— START Given information —

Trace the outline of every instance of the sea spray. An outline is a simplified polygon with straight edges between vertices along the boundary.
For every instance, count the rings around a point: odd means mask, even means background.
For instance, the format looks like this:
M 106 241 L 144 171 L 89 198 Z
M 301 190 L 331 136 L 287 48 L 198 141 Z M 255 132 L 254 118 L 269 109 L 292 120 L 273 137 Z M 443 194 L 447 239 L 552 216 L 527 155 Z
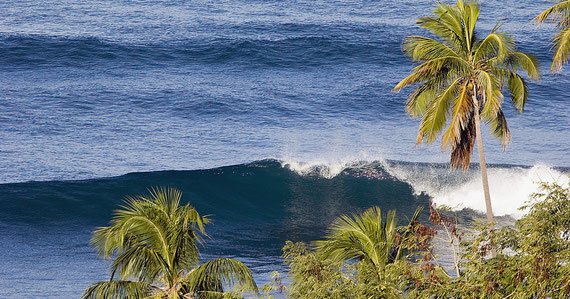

— END Given information —

Transcribe the records verbatim from their opening line through the line containing "M 106 241 L 144 171 L 89 198 Z", including both of these lines.

Trace the outline of every instance of the sea spray. An outline is a simplified polygon with straight edges between vertices along the boundary.
For every instance, count the rings around a point: odd means mask, even means background.
For instance, the format looks like this:
M 106 241 L 144 171 L 89 198 Z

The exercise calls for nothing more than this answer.